Provided text:
Saturday, April 3, 2010

Laurie Halse Anderson's Speak


Back in September I posted a short article about a challenge to Laurie Halse Anderson's Novel Speak. I didn't review the book at that time, and just now read it.

Speak addresses a very difficult topic:the rape of a teenage girl and its emotional consequences. It is a touching, painful look into the mind of the victim, her feelings of shame, guilt, isolation, and above all, inability to communicate. The entire book explores her struggle to speak, to find her own feelings and give them expression, to believe she had a right to speak, to make herself heard by adults and peers who don't want to hear her, who really aren't listening. Ultimately, it is a story of healing, of trauma overcome.

The book is neither vulgar nor lurid. There are references to sexual activity, but no detailed descriptions of them. Strong words are used very occasionally, just enough to give the book some realism as a reflection of high school society. There is no glorification of violence, criminality, drugs, or alcohol. This is a book about consequences.

Collected data:
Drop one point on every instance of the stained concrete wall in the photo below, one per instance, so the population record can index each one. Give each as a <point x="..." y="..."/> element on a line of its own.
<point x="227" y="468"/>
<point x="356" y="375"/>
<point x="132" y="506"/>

Work instructions:
A. In the review of Speak, rewrite the paragraph beginning "The book is neither vulgar nor lurid" as a short bulleted list that keeps its main facts.
B. According to the review of Speak, what difficult topic does the novel address?
C. Translate this sentence from the review of Speak into Spanish: "Ultimately, it is a story of healing, of trauma overcome."

Results:
A.
- The book is neither vulgar nor lurid.
- It refers to sexual activity but does not describe it in detail.
- Strong words appear only occasionally, enough to reflect high school society realistically.
- It does not glorify violence, criminality, drugs, or alcohol.
- It is a book about consequences.

B. The rape of a teenage girl and its emotional consequences.

C. En última instancia, es una historia de sanación, de un trauma superado.